Exercise:
Copy the lines below, please, starting with the one that contains "the red stenciled" and ending with the last. Pictures stay out.

Record excerpts:
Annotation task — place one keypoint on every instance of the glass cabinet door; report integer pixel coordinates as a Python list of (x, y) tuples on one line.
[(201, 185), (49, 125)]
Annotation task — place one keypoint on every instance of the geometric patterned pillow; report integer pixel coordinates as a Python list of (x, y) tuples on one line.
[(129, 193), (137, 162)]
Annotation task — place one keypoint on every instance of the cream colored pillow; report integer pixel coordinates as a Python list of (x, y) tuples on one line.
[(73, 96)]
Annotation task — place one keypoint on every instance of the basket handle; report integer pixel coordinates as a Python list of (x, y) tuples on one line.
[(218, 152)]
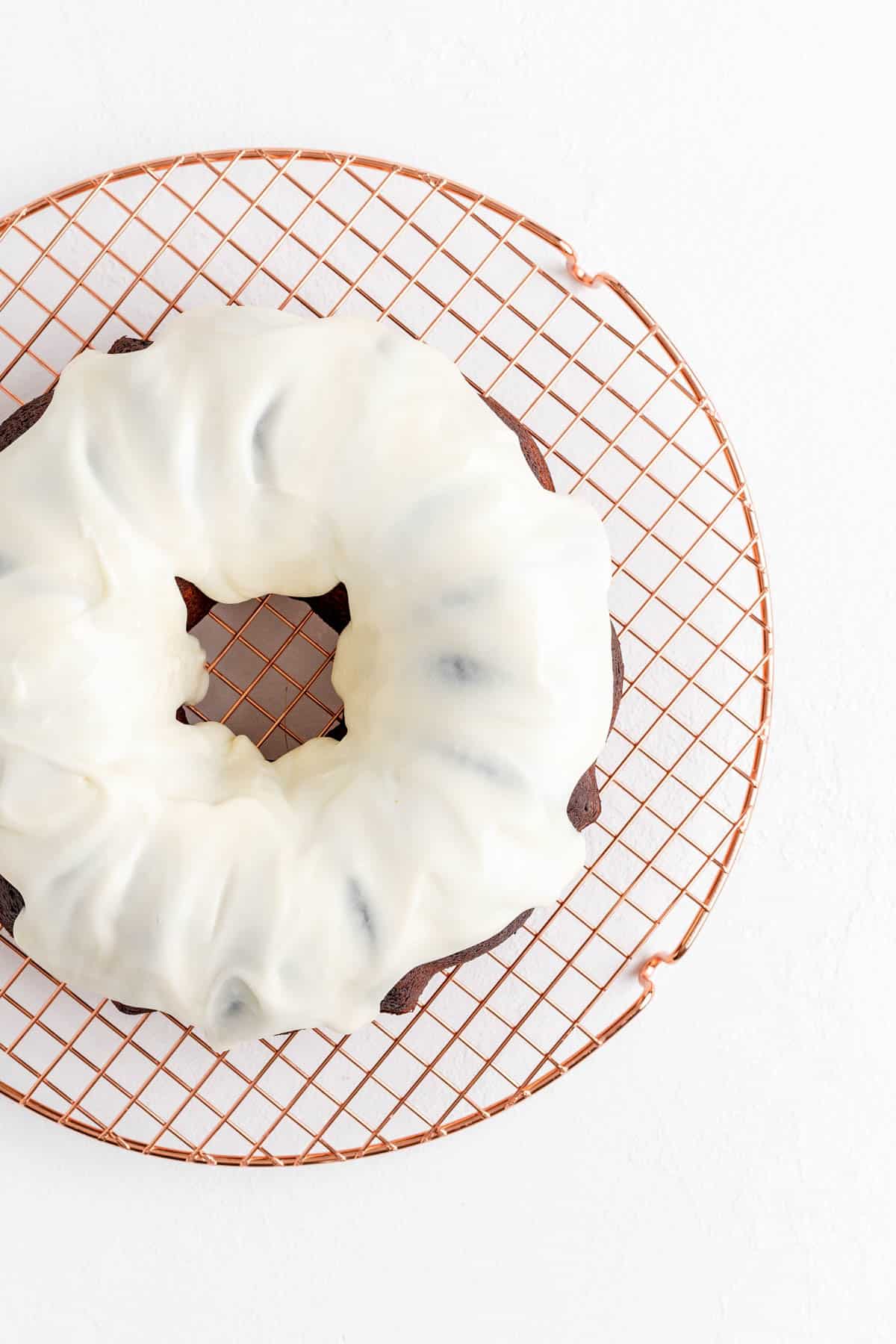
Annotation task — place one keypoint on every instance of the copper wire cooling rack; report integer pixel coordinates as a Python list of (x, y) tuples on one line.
[(625, 425)]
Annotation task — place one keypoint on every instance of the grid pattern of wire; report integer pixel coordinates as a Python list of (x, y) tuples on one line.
[(625, 425)]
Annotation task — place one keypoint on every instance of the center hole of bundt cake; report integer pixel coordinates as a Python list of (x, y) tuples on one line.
[(270, 667)]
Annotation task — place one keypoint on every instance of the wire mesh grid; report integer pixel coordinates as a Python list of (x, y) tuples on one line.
[(623, 423)]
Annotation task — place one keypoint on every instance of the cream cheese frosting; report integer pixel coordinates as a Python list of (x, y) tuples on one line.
[(253, 452)]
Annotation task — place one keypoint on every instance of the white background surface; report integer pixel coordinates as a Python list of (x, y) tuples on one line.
[(724, 1169)]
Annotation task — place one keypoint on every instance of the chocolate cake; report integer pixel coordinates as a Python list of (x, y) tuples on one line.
[(334, 608)]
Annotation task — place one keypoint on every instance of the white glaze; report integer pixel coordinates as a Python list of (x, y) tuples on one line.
[(254, 452)]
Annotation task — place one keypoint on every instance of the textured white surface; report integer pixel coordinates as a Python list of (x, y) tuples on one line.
[(723, 1171), (176, 866)]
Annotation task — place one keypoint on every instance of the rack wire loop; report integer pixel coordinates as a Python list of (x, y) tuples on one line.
[(626, 426)]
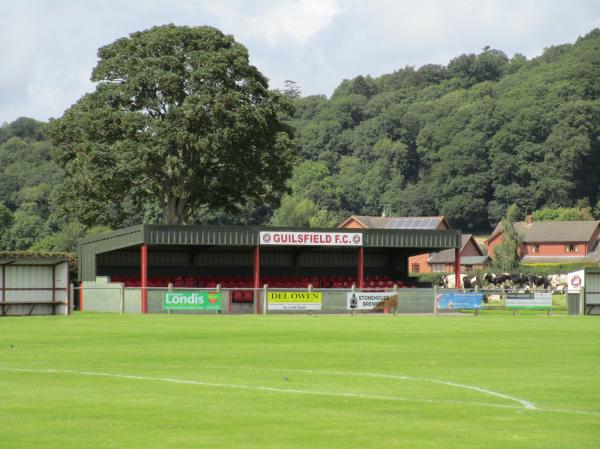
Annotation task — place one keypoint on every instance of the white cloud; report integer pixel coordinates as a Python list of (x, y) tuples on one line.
[(295, 20)]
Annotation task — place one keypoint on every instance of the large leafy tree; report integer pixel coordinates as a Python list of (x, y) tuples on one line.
[(178, 119)]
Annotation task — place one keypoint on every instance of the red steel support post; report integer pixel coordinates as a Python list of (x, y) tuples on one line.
[(144, 278), (361, 267), (457, 266), (256, 276)]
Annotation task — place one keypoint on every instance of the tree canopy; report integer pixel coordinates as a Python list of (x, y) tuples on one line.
[(179, 120)]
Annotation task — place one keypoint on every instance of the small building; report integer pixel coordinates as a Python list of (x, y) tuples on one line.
[(471, 258), (425, 262), (553, 241)]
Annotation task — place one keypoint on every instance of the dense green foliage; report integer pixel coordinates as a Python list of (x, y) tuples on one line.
[(299, 382), (30, 215), (180, 120), (464, 140)]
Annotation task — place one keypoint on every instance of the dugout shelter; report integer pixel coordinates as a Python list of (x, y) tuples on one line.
[(34, 283)]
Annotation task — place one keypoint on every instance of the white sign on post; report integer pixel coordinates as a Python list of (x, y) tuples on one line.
[(575, 281), (309, 238)]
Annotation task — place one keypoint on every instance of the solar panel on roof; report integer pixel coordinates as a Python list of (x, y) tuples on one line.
[(413, 223)]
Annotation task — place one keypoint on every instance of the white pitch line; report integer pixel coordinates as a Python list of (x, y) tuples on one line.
[(310, 392), (526, 404), (254, 387)]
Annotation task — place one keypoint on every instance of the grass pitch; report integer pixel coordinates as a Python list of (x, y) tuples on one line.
[(168, 381)]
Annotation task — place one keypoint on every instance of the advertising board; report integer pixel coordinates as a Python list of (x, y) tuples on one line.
[(294, 301), (458, 301), (187, 300), (537, 300), (371, 301)]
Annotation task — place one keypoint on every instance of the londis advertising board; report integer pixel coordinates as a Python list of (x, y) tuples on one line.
[(191, 300), (295, 300)]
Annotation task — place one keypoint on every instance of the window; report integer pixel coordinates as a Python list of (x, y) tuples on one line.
[(437, 267)]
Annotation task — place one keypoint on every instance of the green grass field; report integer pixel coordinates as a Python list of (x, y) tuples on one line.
[(168, 381)]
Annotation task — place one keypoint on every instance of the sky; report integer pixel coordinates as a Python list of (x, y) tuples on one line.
[(48, 47)]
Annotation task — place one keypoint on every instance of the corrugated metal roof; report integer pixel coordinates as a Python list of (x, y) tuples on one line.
[(447, 256), (553, 231), (474, 260)]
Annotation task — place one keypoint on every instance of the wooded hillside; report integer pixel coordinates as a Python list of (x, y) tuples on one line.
[(465, 140)]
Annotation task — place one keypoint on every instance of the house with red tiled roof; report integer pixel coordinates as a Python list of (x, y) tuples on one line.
[(553, 241), (472, 256)]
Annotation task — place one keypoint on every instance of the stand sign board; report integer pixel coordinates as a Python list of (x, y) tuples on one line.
[(294, 301), (310, 238), (539, 300), (371, 301), (192, 301), (459, 301)]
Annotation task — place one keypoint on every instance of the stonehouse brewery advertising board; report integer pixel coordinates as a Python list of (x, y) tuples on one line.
[(537, 300), (309, 238), (294, 300), (371, 301), (192, 301)]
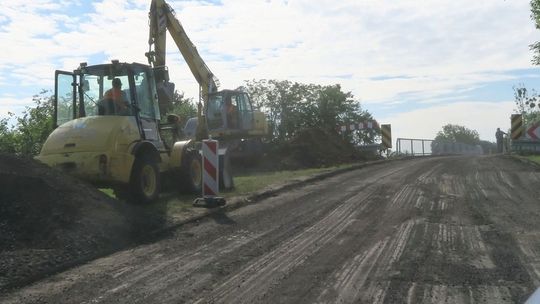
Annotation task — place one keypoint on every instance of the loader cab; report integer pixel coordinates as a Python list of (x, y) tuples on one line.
[(85, 92), (229, 111)]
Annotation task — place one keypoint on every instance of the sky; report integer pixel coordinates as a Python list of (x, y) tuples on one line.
[(416, 65)]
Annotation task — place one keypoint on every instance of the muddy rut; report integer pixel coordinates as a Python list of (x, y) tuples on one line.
[(437, 230)]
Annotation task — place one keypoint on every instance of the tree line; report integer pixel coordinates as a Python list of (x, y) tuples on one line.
[(289, 106)]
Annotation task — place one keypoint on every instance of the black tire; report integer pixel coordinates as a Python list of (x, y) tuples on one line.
[(145, 181), (190, 175), (226, 180)]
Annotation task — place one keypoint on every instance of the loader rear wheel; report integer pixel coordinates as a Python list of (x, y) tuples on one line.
[(191, 173), (145, 181)]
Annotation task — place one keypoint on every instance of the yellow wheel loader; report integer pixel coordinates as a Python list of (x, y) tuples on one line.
[(108, 128), (116, 140)]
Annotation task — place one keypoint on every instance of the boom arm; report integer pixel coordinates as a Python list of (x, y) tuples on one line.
[(162, 18)]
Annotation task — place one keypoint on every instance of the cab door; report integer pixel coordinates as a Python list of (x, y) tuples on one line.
[(146, 101), (65, 97), (245, 111)]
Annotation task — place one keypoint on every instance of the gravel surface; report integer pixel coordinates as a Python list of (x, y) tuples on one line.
[(436, 230)]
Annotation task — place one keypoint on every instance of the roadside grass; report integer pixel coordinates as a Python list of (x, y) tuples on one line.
[(177, 206)]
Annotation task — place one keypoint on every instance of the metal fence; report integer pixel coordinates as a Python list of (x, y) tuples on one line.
[(424, 147), (413, 146)]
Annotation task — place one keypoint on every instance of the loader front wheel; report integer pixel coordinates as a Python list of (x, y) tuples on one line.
[(145, 181)]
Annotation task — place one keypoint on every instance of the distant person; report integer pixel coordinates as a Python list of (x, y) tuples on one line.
[(499, 135), (114, 100)]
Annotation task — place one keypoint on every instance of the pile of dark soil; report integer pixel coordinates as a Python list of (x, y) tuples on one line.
[(50, 221), (318, 148)]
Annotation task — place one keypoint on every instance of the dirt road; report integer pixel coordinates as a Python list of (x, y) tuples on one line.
[(439, 230)]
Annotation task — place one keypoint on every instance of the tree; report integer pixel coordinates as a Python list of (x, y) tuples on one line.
[(535, 16), (182, 106), (291, 106), (458, 134), (31, 129), (527, 103)]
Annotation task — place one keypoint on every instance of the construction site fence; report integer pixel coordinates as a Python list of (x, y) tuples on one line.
[(426, 147)]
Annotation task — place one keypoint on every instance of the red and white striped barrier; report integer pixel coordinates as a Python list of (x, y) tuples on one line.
[(210, 168), (371, 124)]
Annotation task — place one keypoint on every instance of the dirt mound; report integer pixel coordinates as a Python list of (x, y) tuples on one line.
[(50, 221), (318, 148)]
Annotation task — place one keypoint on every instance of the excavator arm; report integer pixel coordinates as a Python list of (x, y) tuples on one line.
[(162, 18)]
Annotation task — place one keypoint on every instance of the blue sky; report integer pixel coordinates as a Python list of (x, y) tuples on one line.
[(414, 64)]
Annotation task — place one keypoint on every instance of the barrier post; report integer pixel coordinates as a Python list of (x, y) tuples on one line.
[(210, 174)]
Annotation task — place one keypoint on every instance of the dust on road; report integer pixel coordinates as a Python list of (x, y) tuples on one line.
[(453, 229)]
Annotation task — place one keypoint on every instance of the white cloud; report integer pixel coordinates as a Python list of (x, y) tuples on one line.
[(440, 47), (484, 117)]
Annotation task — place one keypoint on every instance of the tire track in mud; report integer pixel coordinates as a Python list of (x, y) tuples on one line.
[(252, 284), (446, 230), (162, 277)]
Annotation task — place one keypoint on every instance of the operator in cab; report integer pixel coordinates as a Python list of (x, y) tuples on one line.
[(229, 114), (114, 101)]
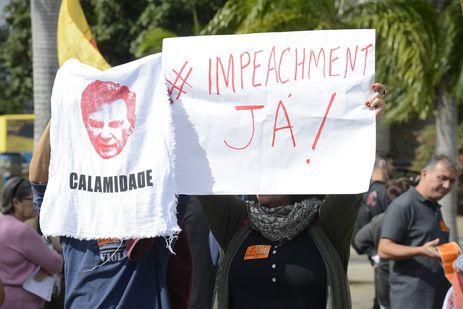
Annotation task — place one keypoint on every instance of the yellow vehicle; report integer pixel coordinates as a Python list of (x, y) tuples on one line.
[(16, 133), (16, 144)]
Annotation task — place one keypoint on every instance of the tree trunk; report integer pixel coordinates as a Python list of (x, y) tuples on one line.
[(447, 143), (44, 17)]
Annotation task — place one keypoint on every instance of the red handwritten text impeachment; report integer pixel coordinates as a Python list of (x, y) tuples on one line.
[(257, 68)]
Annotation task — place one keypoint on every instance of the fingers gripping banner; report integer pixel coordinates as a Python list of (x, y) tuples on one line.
[(111, 171)]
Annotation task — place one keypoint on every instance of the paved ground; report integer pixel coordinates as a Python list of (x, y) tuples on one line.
[(360, 276)]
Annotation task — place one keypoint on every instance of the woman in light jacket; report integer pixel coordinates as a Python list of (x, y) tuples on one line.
[(22, 249)]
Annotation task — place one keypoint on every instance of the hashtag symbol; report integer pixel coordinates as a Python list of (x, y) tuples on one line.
[(180, 80)]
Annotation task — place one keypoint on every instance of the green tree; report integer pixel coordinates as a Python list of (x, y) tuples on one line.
[(122, 29), (418, 52)]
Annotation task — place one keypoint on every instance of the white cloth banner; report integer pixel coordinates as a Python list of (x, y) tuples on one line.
[(111, 173), (272, 113)]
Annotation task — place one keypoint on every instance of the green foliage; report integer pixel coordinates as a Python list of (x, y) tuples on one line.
[(406, 49), (15, 58), (246, 16), (151, 41), (426, 139), (123, 30)]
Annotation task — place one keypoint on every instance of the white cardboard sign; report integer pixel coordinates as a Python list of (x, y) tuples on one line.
[(272, 113)]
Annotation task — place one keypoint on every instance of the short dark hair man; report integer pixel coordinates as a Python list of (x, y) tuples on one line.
[(108, 113), (413, 227)]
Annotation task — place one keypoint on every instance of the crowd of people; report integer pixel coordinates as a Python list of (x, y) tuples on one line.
[(272, 251), (399, 228)]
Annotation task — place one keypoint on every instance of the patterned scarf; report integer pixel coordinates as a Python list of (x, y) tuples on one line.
[(282, 223)]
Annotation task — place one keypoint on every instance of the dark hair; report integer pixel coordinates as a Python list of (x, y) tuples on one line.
[(396, 187), (431, 163), (14, 188), (99, 92)]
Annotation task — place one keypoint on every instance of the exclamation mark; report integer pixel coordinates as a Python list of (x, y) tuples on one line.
[(314, 145)]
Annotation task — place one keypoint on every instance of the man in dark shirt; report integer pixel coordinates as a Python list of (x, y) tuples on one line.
[(413, 227)]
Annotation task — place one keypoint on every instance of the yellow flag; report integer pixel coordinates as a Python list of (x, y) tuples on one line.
[(74, 38)]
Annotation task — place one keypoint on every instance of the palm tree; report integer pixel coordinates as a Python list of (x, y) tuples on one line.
[(430, 69), (418, 52), (44, 15)]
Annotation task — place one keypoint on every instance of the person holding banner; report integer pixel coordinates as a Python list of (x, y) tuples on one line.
[(111, 273), (22, 249), (285, 251)]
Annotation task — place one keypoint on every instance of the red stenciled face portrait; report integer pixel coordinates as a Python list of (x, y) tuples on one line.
[(108, 113)]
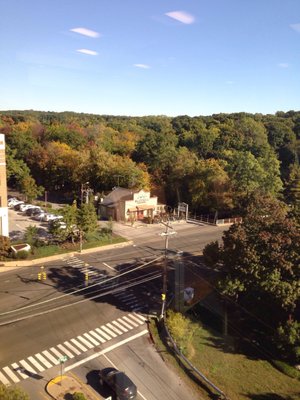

Solved exercise:
Annotation task — place one keypoint on every instance of the red stenciled face portrait; report integer pixel coordinates as a Python list of (x, y) tuples on one line.
[(108, 113)]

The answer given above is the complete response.